Brief
Print the entire listing. Each line must match the original exactly.

Data section
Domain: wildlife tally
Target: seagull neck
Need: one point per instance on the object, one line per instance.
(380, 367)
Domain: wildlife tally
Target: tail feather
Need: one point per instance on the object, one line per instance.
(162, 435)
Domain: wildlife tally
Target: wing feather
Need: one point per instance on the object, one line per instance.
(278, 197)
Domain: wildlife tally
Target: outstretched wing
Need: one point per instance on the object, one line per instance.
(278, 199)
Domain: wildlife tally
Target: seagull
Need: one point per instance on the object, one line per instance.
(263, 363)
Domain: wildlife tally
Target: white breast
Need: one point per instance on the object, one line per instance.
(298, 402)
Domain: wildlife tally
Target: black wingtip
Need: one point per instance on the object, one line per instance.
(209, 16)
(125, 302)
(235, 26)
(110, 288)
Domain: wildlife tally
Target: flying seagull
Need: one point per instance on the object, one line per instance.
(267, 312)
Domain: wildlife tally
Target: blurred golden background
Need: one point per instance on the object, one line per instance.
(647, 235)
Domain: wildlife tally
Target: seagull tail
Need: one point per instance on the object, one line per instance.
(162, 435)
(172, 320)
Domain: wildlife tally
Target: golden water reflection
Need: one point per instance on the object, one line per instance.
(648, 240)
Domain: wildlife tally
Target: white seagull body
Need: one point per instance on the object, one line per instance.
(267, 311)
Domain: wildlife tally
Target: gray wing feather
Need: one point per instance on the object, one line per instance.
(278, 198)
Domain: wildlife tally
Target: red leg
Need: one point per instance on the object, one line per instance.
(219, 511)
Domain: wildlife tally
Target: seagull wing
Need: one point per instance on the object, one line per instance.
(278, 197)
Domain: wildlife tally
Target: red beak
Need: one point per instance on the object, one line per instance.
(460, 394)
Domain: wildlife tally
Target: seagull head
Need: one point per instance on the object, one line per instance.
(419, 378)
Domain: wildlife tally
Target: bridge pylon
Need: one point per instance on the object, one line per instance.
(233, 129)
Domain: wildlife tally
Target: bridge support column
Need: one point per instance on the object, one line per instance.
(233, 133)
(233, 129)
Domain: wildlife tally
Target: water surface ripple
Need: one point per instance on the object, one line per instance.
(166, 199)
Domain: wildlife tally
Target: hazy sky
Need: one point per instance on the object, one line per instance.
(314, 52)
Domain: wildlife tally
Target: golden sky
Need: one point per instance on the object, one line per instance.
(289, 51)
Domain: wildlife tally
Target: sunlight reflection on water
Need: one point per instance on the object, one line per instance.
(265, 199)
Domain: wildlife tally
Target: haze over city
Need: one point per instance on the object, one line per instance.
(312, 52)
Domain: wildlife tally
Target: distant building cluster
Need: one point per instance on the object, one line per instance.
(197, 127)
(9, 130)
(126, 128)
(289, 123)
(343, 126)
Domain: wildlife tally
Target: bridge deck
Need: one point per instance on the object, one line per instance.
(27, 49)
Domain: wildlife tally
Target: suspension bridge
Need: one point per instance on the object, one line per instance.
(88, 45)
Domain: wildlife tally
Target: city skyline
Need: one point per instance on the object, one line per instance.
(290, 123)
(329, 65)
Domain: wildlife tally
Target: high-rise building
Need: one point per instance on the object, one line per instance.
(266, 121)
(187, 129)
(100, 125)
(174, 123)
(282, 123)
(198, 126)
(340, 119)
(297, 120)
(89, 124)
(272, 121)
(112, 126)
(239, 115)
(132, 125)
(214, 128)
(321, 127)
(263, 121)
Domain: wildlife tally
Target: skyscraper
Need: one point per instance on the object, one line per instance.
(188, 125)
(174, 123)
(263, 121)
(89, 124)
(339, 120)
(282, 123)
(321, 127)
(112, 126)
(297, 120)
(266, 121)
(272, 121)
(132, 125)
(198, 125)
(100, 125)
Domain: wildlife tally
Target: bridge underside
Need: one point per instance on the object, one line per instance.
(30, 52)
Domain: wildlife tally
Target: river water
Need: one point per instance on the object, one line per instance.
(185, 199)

Answer to the task
Domain: wildlife tally
Target: seagull neck
Need: one point per instance on the object, one line per instance.
(380, 367)
Domain: wildlife tally
Target: tail feather
Need: one point per instance on the object, one line per instance.
(162, 435)
Domain: wildlife tally
Target: wing feather
Need: one point per instance on the object, one line per instance.
(278, 197)
Domain: wildlife tally
Target: outstretched wing
Need: one point per instance on the object, one line per instance.
(278, 199)
Domain: wildlife tally
Target: seagull
Need: one point per instance on the object, one line per instance.
(263, 363)
Domain: wildlife tally
Target: white breast
Need: one point per instance on the object, one line per instance.
(298, 402)
Domain: wildlife tally
Target: black wingtip
Need: one point per instance on the object, one line per instance.
(209, 16)
(125, 302)
(235, 26)
(110, 288)
Domain: wildlife tally
Target: flying seagull
Need: one point per instance on the object, one line per instance.
(267, 312)
Domain: wildlife tally
Target: blurred golden background
Need: one point per instance on the object, one line per instance.
(647, 235)
Domain: wildlife tally
Target: seagull tail
Need: one point per instance on the object, one line per instance.
(162, 435)
(172, 320)
Domain: wildlife tally
Target: golden water reflection
Need: one point per instance on the object, one line per instance.
(648, 240)
Domain: wildlife tally
Target: white seagull body
Need: one point per instance on the object, one line per instance.
(267, 311)
Domain: wildlife tally
Target: gray wing feather
Need: one point per instance on the object, one line per instance.
(278, 198)
Domain: wildlife tally
Target: red leg
Need: one point per instance on the object, one line per instance.
(219, 511)
Domain: wildlife tally
Target: seagull wing
Need: one point per instance on the object, one line per instance.
(278, 197)
Domain: wildlife tally
Target: red beak
Need: one point per instance on the object, one line per instance.
(460, 394)
Domain: wildlife tally
Target: seagull head
Need: one point per instance on the object, one line per instance.
(419, 378)
Domain: wildlife tally
Target: bridge pylon
Need: one point per instance on the object, one line per instance.
(233, 129)
Domain: wildlife tally
Target: bridge support column
Need: one point per instance on the object, one line per instance.
(233, 133)
(233, 129)
Domain: wildlife tally
Target: water surface ripple
Need: one point per instance on the object, one line per instance.
(166, 199)
Domain: wildlife tally
Target: hazy sky
Need: one point per instance on the object, one line per instance.
(314, 52)
Domain: wildlife tally
Target: golden sky
Need: one point per instance on the object, one line per instance.
(289, 51)
Domain: wildlife tally
Target: sunlight reflection on water
Need: one point per instance on the object, one line per instance.
(265, 199)
Domain: wildlife tally
Target: haze over city
Need: one point per instance on the object, one line per instance.
(312, 52)
Domain: wildlife tally
Target: distant building cluster
Need: one point per instance on the object, one line per instance.
(197, 127)
(9, 130)
(126, 128)
(289, 123)
(343, 126)
Domain: wildlife tally
Target: bridge deck
Need: one point per instance on the object, one line per instance.
(27, 49)
Domain: wildlife tally
Target: suspension bridge
Need: one point per instance on the object, one line per instance.
(88, 45)
Domain: wildlife tally
Target: city skyline
Need: one point per instance on the object, one line per instance.
(290, 123)
(329, 65)
Domain: wildlife tally
Target: high-rise building
Need: one point per instance on the object, one line per instance.
(266, 121)
(187, 129)
(100, 125)
(174, 123)
(282, 123)
(198, 126)
(340, 119)
(297, 120)
(89, 124)
(272, 121)
(112, 126)
(239, 115)
(132, 125)
(214, 128)
(321, 127)
(263, 121)
Domain: wildlife tally
Target: skyscraper
Need: one point per instance on the object, one line per instance.
(188, 125)
(174, 123)
(263, 121)
(89, 124)
(339, 120)
(282, 123)
(321, 127)
(112, 126)
(297, 120)
(266, 121)
(272, 121)
(132, 125)
(198, 125)
(100, 125)
Domain: wildlife tally
Target: bridge underside
Need: one point per instance on the object, one line per instance.
(30, 52)
Domain: wildlife tally
Target: river water
Need: one point per instance on the object, one line per instance.
(185, 199)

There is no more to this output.